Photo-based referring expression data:
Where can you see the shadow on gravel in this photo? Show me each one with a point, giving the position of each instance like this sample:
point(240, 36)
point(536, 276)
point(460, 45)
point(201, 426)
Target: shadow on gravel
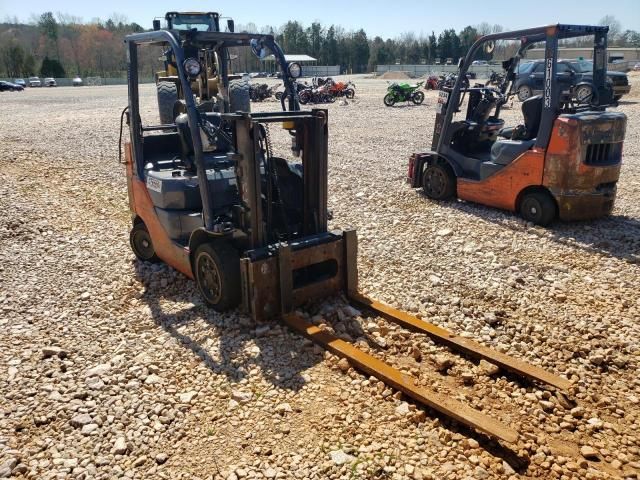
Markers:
point(227, 344)
point(616, 235)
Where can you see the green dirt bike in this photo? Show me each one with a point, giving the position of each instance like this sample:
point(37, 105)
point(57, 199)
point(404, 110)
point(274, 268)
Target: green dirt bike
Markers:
point(403, 92)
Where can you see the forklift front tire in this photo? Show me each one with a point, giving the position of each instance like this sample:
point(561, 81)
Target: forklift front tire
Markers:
point(538, 208)
point(438, 182)
point(141, 244)
point(216, 267)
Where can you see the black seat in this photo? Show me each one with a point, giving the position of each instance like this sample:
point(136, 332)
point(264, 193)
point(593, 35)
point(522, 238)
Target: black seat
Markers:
point(532, 113)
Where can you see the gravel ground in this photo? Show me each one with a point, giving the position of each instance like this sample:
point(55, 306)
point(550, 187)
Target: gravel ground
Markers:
point(115, 369)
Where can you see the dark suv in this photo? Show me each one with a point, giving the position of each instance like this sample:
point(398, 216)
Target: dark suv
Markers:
point(570, 73)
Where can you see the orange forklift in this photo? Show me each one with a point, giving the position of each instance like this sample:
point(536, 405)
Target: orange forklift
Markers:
point(563, 161)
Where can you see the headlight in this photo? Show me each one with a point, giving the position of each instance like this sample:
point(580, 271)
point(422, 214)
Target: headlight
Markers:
point(295, 70)
point(192, 67)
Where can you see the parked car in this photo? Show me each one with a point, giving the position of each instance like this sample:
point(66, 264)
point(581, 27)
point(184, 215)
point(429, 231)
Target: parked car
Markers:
point(10, 87)
point(570, 73)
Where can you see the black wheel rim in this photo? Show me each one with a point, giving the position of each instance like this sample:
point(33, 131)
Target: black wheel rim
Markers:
point(142, 244)
point(436, 182)
point(532, 210)
point(209, 278)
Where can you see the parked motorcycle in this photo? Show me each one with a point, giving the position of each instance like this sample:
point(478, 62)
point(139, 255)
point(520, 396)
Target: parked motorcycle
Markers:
point(316, 95)
point(261, 91)
point(403, 92)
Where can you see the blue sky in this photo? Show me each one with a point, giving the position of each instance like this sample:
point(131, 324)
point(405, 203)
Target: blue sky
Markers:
point(378, 17)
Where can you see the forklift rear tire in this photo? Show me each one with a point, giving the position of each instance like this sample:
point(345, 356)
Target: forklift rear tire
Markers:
point(538, 208)
point(167, 98)
point(438, 182)
point(216, 267)
point(141, 244)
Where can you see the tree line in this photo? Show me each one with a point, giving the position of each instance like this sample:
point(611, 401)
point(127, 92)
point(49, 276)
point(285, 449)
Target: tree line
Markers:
point(63, 45)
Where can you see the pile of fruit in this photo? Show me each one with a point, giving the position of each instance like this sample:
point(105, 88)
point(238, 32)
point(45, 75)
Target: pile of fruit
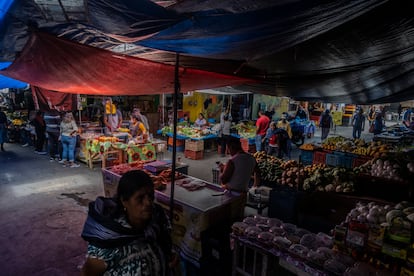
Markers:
point(269, 166)
point(328, 179)
point(293, 174)
point(357, 146)
point(192, 132)
point(316, 177)
point(309, 146)
point(245, 130)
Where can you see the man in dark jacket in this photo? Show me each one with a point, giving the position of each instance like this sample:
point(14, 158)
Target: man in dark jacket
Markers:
point(40, 128)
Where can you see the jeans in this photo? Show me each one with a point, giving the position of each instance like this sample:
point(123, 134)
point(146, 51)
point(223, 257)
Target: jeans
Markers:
point(356, 133)
point(53, 141)
point(40, 140)
point(258, 142)
point(68, 143)
point(223, 143)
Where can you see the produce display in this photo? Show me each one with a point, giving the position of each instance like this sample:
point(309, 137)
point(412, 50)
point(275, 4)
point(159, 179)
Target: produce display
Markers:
point(316, 177)
point(270, 169)
point(160, 180)
point(380, 233)
point(392, 166)
point(245, 130)
point(309, 146)
point(357, 146)
point(313, 253)
point(329, 179)
point(191, 132)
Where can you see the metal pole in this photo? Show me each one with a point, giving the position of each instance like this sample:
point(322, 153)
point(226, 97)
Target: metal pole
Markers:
point(174, 154)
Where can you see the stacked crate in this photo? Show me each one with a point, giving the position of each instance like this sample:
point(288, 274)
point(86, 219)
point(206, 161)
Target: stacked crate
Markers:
point(179, 144)
point(194, 149)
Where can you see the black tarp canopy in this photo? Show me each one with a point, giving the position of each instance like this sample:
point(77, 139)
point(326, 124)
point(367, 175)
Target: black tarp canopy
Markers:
point(334, 51)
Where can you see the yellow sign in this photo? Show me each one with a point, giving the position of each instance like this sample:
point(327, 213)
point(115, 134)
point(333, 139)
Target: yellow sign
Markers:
point(337, 118)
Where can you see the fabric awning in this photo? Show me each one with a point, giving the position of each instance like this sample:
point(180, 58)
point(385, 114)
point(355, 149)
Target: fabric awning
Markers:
point(61, 65)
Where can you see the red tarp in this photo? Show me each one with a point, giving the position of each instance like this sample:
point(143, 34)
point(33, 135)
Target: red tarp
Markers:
point(60, 65)
point(46, 100)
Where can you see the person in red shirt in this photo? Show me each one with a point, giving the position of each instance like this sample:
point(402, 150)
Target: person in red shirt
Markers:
point(262, 124)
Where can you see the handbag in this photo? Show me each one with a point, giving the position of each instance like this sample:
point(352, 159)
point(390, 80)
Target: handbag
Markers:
point(371, 128)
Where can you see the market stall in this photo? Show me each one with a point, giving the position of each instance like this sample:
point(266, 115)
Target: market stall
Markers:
point(198, 205)
point(190, 140)
point(96, 147)
point(372, 237)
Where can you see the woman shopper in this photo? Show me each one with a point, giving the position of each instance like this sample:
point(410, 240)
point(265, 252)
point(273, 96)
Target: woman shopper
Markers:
point(68, 132)
point(128, 234)
point(40, 127)
point(225, 127)
point(3, 128)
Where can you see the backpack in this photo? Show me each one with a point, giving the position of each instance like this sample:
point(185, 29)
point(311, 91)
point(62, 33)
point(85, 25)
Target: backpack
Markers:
point(326, 121)
point(282, 135)
point(273, 139)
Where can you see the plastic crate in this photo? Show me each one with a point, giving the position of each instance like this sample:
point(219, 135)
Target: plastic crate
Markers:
point(194, 145)
point(319, 157)
point(332, 160)
point(245, 144)
point(306, 157)
point(195, 155)
point(216, 174)
point(251, 149)
point(358, 161)
point(161, 147)
point(179, 142)
point(250, 260)
point(178, 148)
point(110, 182)
point(345, 161)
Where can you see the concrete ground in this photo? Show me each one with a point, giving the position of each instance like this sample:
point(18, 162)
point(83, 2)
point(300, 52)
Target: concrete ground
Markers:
point(43, 208)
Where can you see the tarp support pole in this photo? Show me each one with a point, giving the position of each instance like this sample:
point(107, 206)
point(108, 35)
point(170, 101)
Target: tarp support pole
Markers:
point(174, 154)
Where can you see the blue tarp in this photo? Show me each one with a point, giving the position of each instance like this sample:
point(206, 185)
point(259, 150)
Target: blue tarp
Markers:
point(6, 82)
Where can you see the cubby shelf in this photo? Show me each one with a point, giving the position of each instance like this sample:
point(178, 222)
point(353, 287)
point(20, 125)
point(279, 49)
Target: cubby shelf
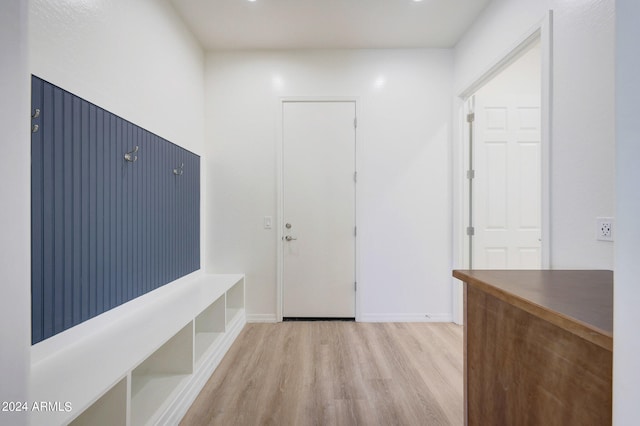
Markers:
point(143, 362)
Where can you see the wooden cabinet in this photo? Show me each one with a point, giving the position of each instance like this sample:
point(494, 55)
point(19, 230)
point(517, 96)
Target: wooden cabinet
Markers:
point(538, 347)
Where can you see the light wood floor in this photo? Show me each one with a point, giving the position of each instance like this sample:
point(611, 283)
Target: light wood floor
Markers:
point(337, 373)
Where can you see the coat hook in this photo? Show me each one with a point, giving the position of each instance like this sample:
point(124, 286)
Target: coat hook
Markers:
point(131, 156)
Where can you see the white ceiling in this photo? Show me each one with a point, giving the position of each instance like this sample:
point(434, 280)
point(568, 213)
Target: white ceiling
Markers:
point(336, 24)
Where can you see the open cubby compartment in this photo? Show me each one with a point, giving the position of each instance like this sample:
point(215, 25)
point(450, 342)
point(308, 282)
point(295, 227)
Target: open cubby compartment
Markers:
point(155, 382)
point(235, 300)
point(110, 409)
point(210, 326)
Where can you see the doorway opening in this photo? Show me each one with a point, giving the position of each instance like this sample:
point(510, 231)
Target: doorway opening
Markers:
point(317, 209)
point(538, 37)
point(504, 167)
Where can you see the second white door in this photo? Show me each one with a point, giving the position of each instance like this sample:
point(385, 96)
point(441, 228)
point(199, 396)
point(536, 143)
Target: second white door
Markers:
point(319, 209)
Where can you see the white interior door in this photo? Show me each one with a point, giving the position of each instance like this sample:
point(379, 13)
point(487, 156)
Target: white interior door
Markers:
point(319, 209)
point(507, 186)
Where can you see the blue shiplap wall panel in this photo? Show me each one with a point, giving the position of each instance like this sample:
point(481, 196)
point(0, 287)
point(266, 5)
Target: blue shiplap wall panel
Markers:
point(104, 230)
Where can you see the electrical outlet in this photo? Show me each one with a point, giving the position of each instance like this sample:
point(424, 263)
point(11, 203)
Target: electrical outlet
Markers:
point(604, 229)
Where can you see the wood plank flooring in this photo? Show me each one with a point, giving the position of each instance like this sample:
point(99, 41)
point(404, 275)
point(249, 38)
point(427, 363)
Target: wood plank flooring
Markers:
point(337, 373)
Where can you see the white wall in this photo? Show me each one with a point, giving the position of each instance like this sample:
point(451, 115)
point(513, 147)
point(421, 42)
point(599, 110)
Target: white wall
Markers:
point(626, 343)
point(404, 189)
point(15, 225)
point(582, 145)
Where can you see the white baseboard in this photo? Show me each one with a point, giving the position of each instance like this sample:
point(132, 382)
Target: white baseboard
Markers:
point(262, 318)
point(446, 317)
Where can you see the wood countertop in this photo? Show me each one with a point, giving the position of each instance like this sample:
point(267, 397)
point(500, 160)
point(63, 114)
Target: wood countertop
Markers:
point(580, 301)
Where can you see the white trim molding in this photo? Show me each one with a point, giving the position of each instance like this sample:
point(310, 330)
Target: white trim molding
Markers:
point(418, 317)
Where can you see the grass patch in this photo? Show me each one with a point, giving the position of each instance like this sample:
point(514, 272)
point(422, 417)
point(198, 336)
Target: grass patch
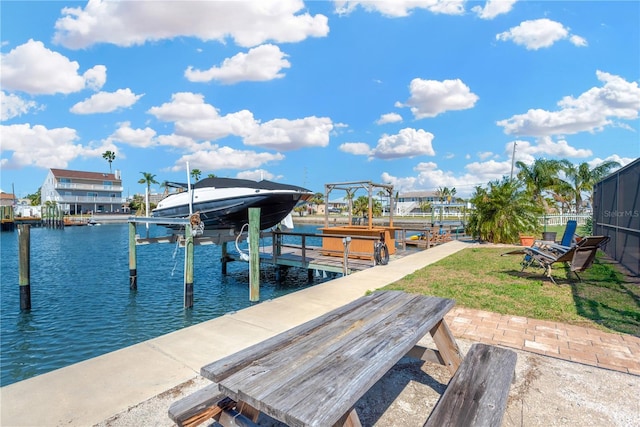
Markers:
point(482, 279)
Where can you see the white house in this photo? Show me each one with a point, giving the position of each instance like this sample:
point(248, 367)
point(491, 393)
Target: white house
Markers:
point(83, 192)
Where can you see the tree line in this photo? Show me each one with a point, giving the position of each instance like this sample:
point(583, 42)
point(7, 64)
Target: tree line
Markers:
point(510, 206)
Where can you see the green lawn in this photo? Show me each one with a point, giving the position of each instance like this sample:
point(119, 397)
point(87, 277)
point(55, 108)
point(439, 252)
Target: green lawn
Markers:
point(482, 279)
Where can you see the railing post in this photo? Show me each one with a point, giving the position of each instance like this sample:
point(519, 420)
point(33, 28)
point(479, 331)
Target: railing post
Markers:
point(254, 255)
point(345, 262)
point(24, 248)
point(133, 270)
point(188, 267)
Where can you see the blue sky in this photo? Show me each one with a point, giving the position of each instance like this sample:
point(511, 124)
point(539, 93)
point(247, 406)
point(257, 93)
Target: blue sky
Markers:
point(418, 94)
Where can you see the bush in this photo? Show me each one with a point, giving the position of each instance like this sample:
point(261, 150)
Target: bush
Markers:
point(502, 212)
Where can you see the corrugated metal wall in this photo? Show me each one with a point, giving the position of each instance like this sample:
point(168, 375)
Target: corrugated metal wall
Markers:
point(616, 213)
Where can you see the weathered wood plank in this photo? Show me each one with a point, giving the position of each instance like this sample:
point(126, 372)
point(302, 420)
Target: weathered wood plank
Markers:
point(477, 394)
point(197, 407)
point(335, 361)
point(227, 366)
point(447, 346)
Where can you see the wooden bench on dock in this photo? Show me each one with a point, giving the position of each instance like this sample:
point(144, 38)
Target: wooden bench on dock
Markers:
point(338, 357)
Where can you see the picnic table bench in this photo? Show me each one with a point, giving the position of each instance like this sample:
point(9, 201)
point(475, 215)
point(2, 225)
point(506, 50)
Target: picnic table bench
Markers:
point(313, 374)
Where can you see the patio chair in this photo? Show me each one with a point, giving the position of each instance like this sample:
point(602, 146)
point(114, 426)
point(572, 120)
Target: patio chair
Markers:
point(579, 256)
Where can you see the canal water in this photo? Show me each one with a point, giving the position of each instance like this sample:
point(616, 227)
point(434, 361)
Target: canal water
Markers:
point(82, 306)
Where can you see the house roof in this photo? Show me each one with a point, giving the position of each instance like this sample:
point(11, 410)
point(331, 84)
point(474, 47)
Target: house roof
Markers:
point(419, 194)
point(63, 173)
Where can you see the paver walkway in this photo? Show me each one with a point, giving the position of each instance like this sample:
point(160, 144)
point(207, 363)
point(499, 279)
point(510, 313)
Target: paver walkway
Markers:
point(574, 343)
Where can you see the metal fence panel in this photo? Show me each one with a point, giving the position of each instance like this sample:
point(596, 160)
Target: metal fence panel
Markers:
point(616, 213)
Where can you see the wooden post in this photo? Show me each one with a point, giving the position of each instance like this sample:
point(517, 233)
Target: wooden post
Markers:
point(225, 258)
point(133, 269)
point(24, 248)
point(254, 255)
point(345, 261)
point(188, 267)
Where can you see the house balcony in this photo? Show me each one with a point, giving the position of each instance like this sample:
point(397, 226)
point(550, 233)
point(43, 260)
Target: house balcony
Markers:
point(87, 187)
point(89, 199)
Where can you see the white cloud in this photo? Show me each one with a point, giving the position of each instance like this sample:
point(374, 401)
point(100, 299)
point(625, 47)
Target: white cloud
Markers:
point(389, 118)
point(222, 158)
point(485, 155)
point(14, 106)
point(539, 33)
point(578, 41)
point(547, 147)
point(401, 8)
point(39, 146)
point(406, 143)
point(184, 106)
point(430, 98)
point(615, 158)
point(257, 175)
point(128, 23)
point(493, 8)
point(400, 185)
point(34, 69)
point(591, 111)
point(106, 102)
point(356, 148)
point(135, 137)
point(262, 63)
point(429, 177)
point(285, 134)
point(196, 119)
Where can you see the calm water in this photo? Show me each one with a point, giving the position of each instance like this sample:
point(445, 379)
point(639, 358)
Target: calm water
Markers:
point(82, 306)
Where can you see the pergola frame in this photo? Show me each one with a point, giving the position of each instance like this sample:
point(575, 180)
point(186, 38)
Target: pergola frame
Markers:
point(351, 188)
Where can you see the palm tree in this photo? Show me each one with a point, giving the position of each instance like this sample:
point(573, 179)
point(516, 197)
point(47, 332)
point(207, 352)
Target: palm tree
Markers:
point(503, 211)
point(165, 185)
point(317, 200)
point(148, 179)
point(361, 206)
point(581, 178)
point(539, 177)
point(196, 173)
point(109, 156)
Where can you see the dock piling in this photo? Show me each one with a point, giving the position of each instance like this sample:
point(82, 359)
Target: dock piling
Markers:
point(133, 270)
point(24, 248)
point(254, 254)
point(188, 267)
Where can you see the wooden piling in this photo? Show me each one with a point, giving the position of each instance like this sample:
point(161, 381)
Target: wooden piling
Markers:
point(133, 270)
point(254, 254)
point(24, 248)
point(188, 267)
point(224, 259)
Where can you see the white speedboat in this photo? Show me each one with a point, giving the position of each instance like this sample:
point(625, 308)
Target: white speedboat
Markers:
point(223, 203)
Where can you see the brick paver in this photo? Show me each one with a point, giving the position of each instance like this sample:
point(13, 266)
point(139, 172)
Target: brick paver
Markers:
point(573, 343)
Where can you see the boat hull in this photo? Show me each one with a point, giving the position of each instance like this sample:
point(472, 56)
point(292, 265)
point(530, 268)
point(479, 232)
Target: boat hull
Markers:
point(233, 213)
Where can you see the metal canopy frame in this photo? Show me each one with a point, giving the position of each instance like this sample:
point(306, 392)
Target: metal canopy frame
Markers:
point(351, 188)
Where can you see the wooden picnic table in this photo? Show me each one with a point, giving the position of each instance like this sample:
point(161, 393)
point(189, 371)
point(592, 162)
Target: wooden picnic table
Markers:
point(313, 374)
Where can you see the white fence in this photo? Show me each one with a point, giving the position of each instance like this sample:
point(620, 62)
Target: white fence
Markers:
point(561, 219)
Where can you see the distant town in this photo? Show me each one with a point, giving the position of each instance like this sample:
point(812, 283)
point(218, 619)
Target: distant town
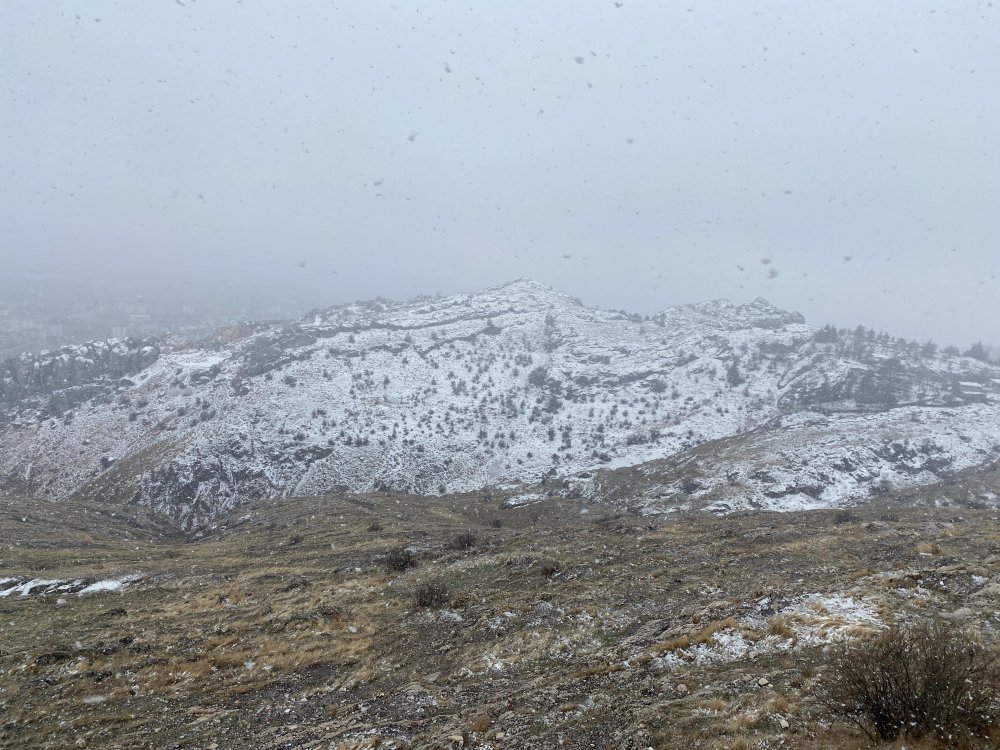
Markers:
point(34, 316)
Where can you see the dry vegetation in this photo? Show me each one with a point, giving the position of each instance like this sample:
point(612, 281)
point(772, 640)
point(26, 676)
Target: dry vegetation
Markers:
point(298, 625)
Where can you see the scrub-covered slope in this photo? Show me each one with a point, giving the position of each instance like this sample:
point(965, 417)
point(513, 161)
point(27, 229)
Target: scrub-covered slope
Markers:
point(502, 389)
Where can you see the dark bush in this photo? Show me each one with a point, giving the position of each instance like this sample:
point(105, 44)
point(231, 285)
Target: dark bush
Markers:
point(433, 594)
point(400, 559)
point(549, 568)
point(918, 681)
point(462, 540)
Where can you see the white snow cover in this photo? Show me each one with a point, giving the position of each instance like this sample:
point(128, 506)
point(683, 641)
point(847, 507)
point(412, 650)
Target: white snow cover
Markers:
point(499, 388)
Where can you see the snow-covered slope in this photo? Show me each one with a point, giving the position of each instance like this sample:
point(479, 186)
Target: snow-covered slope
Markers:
point(505, 387)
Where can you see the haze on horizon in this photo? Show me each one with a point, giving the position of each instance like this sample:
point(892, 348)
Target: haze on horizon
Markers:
point(839, 159)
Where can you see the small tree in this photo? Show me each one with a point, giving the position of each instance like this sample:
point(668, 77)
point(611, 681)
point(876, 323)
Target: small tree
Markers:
point(978, 351)
point(924, 680)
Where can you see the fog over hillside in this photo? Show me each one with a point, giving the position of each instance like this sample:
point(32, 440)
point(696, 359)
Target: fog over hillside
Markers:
point(258, 160)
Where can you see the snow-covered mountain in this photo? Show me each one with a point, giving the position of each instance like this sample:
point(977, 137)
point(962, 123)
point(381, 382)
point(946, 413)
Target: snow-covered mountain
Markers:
point(510, 388)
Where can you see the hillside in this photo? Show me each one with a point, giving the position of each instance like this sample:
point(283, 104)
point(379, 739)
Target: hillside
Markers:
point(517, 390)
point(562, 624)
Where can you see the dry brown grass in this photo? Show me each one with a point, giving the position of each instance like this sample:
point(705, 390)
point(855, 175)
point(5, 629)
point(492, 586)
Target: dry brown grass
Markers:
point(228, 633)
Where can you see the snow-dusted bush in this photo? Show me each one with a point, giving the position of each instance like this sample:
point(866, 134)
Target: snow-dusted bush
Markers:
point(930, 679)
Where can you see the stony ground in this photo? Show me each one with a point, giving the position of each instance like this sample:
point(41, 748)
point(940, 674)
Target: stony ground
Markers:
point(557, 624)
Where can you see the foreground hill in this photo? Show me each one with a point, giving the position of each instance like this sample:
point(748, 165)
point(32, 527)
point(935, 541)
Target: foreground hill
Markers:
point(519, 390)
point(561, 624)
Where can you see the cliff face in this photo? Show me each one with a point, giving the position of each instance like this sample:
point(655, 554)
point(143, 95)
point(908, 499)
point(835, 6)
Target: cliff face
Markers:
point(506, 388)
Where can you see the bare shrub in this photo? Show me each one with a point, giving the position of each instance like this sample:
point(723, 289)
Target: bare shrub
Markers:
point(928, 680)
point(549, 567)
point(432, 594)
point(399, 560)
point(462, 540)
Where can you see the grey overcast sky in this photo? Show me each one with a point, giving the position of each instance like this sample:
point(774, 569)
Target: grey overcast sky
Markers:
point(839, 158)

## Problem details
Exactly the lines from the top of the entries through the line with "point(404, 110)", inclusive, must be given again, with every picture omitted.

## Your response
Where can you see the shadow on gravel in this photo? Show me each one with a point, giving the position of each instance like this sample:
point(240, 36)
point(536, 276)
point(460, 45)
point(201, 426)
Target: shadow on gravel
Markers:
point(227, 344)
point(616, 235)
Where can you see the green dirt bike in this photo? Show me each one with a point, giving the position of each instance like this sample:
point(37, 105)
point(57, 199)
point(404, 110)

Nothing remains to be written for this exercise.